▶ _SELECTED TEXT_

[start]

These two supposedly Marxist currents have refused to develop new ideas and ways of working to break down far left sectarianism – beyond the electoral questions – in order to attract
the non-aligned socialist forces outside. The splits obviously further discredit the idea of socialism and left unity, and put the socialist revolution further into a future that looks uncertain and which ought to be a favourable environment for growth of anticapitalist sentiments in the working class.
The SWP is quietly on its way out of Solidarity despite having carried majority support for the resolutions it put forward at Conference and indeed worked hard to build the election campaign. The non-aligned sections of Solidarity are now too depleted to bear the dog-fights between SWP and CWI over trade union and student orientation. The CWI trade unionists in charge of Glasgow UNISON played an appalling role first opposing, th
en isolating the daycare workers strike. While they were right to challenge the CWI’s trade union record, the SWP were consistent in their reluctance to build Solidarity branches wherever it would cut across building the SWP’s branches.
Had they built Solidarity branches in areas where we weren’t able to mount much activity (in about 40% of Glasgow untouched by leafletting) we would certainly have got more councillors elected (we came very close with 800 votes and 4th place in East Centre ward. Ruth Black would not then have been 100% of our representation) . Maybe even got those extra 2000 votes to get Tommy back in. Who knows?

[end]

▶ _THINGS TO DO_
1) In the passage on Solidarity, how many votes and what place did the group get in East Centre ward?
2) From the passage on Solidarity, extract the stretch that begins at the words "These two supposedly" and stops after "the working class.".

▶ _COLLECTED MATERIAL_

[start]

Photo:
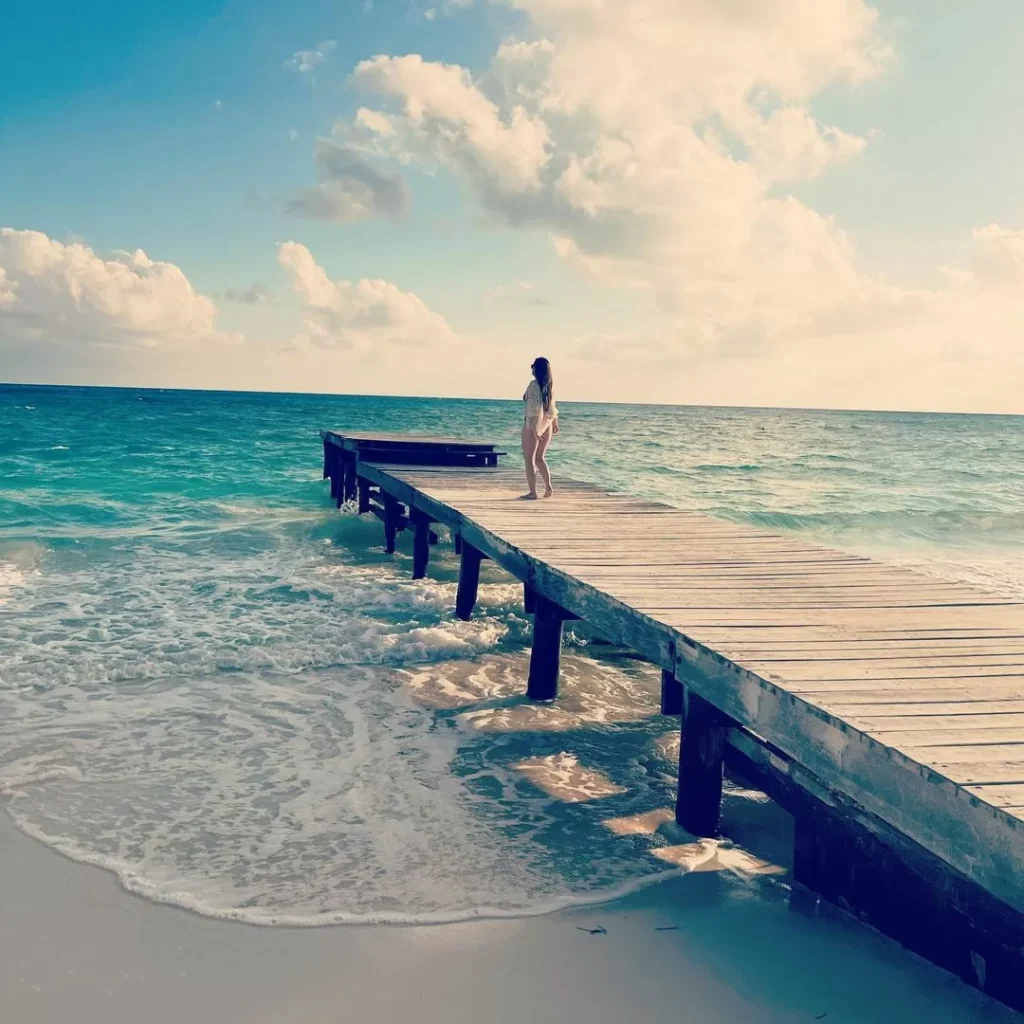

[end]

▶ _ANSWERS FOR THE TASKS_
1) 800 votes and 4th place.

2)
These two supposedly Marxist currents have refused to develop new ideas and ways of working to break down far left sectarianism – beyond the electoral questions – in order to attract
the non-aligned socialist forces outside. The splits obviously further discredit the idea of socialism and left unity, and put the socialist revolution further into a future that looks uncertain and which ought to be a favourable environment for growth of anticapitalist sentiments in the working class.